▶ [WHAT NEEDS TO BE DONE]: Identify every line in the records below that contains the word "wooden", and copy each one in full.

▶ [DATA EXTRACT]:
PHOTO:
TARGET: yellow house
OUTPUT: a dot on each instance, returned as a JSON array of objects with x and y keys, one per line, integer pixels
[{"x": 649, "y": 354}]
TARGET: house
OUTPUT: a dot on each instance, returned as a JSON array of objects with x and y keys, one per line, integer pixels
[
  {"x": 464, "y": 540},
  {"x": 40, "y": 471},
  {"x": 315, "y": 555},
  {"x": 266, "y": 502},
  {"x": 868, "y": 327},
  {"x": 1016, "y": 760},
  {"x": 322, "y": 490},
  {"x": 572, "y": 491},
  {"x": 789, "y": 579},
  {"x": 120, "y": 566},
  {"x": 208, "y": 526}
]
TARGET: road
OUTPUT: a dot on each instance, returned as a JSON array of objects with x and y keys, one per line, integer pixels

* * *

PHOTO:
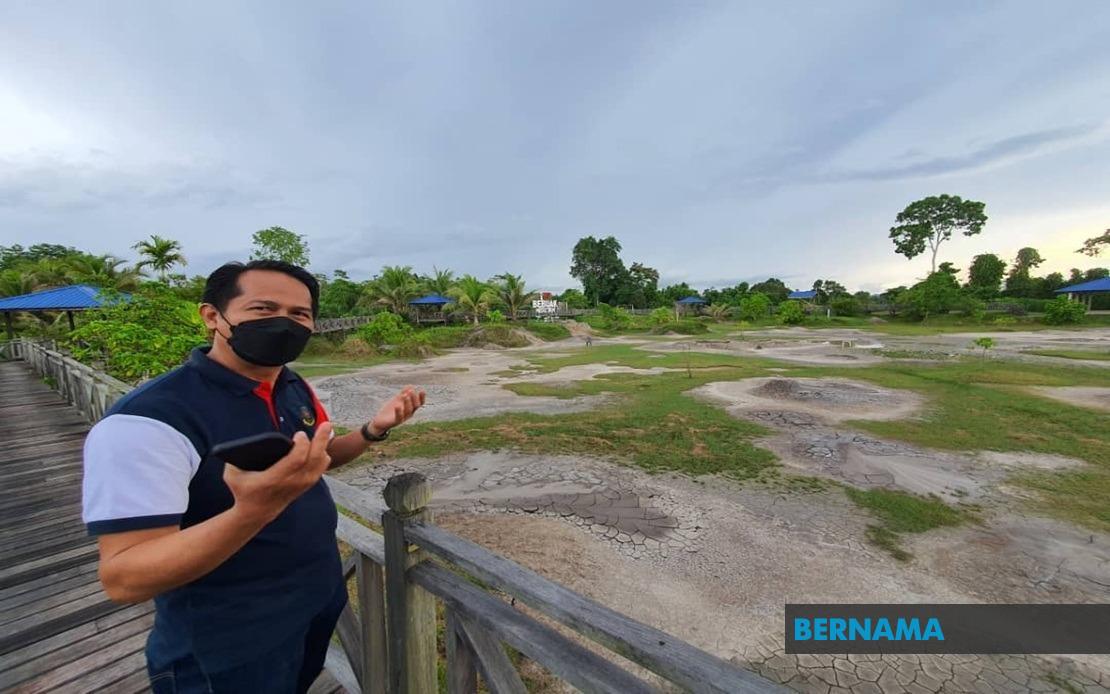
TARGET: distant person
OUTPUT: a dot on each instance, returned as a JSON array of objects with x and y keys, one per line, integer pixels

---

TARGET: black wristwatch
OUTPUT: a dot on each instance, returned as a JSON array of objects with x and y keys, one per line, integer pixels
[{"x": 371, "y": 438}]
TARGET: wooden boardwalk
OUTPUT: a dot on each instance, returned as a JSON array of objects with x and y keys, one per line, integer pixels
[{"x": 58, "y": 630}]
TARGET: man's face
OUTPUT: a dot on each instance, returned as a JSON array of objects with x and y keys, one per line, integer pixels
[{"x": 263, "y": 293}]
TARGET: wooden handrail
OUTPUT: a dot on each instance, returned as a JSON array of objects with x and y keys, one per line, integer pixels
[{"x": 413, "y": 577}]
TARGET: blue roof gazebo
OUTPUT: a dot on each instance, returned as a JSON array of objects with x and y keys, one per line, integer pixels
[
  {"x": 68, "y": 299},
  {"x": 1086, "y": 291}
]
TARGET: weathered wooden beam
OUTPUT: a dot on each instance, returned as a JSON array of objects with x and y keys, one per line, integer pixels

▶ [SOLUTION TO THE EXERCISE]:
TARGET: wooden boardwalk
TARGET: wooden handrail
TARGET: weathered wooden beam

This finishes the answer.